> _YOUR ASSIGNMENT_
Read the records and write them out again exactly.

> _SUPPLIED MATERIAL_
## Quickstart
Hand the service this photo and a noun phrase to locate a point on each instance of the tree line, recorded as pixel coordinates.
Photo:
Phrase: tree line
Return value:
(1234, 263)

> _ANSWER TO THIS EXERCISE_
## Quickstart
Hand the service this photo and a noun phrase to locate a point on each instance of the tree line, recorded as pixel coordinates.
Photo:
Phrase: tree line
Return value:
(1234, 263)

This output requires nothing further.